» **Prompt A**: In the proof about automorphic numbers, which numbers are named as the only 1-digit automorphic numbers?
» **Prompt B**: Carry the automorphic-number proof forward from the point where it stops.

» **Text extract**:
########################################

If leading zeroes are allowed, there are exactly $4$ $n$-digit automorphic numbers in base $10$:

$00 \dots 00$
$00 \dots 01$
$5^{2^{n - 1} } \pmod {10^n}$
$6^{5^{n - 1} } \pmod {10^n}$


Proof

The proof proceeds by induction on $n$.

For all $n \in \Z_{> 0}$, let $\map P n$ be the proposition:

There are exactly $4$ $n$-digit automorphic numbers of the forms above.


Basis for the Induction

For $n = 1$:

$0, 1, 5, 6$ are the only $1$-digit automorphic numbers, and we have:

$5^{2^0} = 5$
$6^{5^0} = 6$

Thus $\map P 1$ is seen to hold.


This is the basis for the induction.

########################################

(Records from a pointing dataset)
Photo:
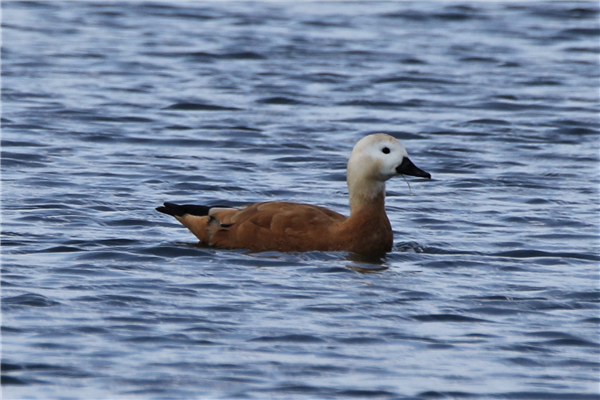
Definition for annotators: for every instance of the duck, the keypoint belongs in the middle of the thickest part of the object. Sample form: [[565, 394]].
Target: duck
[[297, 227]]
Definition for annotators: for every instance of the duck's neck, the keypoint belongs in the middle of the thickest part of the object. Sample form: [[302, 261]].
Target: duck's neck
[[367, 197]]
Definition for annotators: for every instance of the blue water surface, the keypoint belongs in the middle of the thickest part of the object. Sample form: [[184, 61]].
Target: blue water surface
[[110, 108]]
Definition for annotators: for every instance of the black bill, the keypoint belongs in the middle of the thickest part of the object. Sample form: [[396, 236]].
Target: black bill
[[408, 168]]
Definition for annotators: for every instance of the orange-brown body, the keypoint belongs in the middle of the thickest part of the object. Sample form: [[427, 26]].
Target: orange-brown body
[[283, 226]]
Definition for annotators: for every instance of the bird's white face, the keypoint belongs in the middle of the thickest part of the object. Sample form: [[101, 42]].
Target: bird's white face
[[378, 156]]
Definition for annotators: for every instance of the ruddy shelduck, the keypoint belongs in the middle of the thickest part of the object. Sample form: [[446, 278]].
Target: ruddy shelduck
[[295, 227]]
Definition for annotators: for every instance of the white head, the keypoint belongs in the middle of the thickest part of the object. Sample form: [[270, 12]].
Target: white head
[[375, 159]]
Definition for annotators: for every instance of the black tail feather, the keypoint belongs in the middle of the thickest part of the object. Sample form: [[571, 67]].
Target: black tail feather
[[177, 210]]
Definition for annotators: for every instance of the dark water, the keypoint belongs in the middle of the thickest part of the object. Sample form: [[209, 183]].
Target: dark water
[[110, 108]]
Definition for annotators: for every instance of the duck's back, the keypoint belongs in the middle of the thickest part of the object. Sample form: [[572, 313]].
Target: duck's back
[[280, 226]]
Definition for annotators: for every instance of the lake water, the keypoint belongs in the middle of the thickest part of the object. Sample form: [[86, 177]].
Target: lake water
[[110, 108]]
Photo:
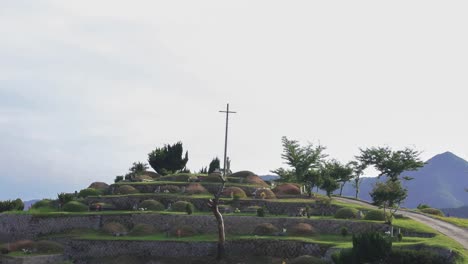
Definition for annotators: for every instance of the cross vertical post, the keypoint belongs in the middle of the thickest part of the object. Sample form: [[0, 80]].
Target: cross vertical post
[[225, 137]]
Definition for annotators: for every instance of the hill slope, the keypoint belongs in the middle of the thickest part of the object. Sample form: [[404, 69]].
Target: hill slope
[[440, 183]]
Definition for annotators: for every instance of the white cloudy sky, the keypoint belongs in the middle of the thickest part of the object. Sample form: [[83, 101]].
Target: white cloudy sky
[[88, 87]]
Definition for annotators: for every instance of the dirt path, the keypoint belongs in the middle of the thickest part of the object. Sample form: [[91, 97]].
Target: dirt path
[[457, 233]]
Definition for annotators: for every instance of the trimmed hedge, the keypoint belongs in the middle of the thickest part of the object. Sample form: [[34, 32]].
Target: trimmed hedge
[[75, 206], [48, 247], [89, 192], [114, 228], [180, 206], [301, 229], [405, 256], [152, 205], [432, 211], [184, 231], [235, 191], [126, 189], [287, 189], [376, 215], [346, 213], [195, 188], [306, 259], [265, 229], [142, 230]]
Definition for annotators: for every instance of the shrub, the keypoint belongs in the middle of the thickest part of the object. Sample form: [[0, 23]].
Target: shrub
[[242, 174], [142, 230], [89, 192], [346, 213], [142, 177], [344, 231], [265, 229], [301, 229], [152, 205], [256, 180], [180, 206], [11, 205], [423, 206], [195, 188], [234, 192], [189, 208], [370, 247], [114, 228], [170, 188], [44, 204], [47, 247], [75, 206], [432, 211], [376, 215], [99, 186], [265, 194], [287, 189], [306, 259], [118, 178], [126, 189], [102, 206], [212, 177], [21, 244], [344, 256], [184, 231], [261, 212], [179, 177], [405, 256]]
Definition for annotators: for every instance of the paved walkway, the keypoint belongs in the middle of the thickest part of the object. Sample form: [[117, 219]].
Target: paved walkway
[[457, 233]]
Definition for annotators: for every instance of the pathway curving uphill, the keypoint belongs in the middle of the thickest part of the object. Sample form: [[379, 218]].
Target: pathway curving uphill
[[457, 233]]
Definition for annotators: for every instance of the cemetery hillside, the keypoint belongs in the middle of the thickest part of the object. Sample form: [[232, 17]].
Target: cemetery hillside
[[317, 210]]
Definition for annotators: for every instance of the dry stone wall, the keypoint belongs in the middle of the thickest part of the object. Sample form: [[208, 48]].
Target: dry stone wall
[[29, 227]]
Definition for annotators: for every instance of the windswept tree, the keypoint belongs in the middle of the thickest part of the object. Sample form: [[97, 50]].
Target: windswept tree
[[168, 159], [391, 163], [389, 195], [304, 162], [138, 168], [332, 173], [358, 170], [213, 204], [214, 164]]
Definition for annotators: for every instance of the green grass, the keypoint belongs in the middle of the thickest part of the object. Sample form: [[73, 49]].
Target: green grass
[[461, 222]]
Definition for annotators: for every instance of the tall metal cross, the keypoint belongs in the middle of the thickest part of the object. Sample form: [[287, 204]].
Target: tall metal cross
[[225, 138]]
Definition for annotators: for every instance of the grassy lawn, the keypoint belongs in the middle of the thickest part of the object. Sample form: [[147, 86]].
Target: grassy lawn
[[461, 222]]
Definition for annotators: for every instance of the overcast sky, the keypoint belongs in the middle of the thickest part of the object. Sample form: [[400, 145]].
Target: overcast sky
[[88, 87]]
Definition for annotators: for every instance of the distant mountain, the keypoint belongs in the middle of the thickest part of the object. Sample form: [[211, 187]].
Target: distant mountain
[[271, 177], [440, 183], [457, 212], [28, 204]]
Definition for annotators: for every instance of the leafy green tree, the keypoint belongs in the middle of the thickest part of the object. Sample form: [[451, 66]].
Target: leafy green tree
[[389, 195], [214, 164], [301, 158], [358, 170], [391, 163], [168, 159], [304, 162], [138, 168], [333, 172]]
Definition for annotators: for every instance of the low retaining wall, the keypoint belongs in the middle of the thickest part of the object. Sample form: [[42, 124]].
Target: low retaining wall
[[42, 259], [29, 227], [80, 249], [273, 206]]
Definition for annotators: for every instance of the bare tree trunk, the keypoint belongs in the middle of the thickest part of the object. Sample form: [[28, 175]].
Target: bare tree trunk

########################################

» **Exercise response A**: 0, 1, 5, and 6

» **Exercise response B**:
Induction Hypothesis

Now it needs to be shown that if $\map P k$ is true, where $k \ge 1$, then it logically follows that $\map P {k + 1}$ is true.

We assume that for some $k \ge 1$, there are exactly $4$ $k$-digit automorphic numbers of the forms above.


Induction Step

This is the induction step:

We aim to construct $x$, a $\paren {k + 1}$-digit automorphic number.

By Left-Truncated Automorphic Number is Automorphic, after removing the leftmost digit, what remains is a $k$-digit automorphic number.


Write $x = 10^k a + b$, where $a$ is the leftmost digit of $x$.

We have:

\(\ds x^2\) \(=\) \(\ds \paren {10^k a + b}^2\)
\(\ds \) \(=\) \(\ds 10^{2 k} a^2 + 2 \times 10^k a b + b^2\) Square of Sum
\(\ds \) \(=\) \(\ds 10^{2 k} a^2 + 2 \times 10^k a b + \paren {b + 10^k N}\) for some $N \in \N$; Definition of Automorphic Number
\(\ds \) \(\equiv\) \(\ds 10^k \paren {2 a b + N} + b\) \(\ds \pmod {10^{k + 1} }\)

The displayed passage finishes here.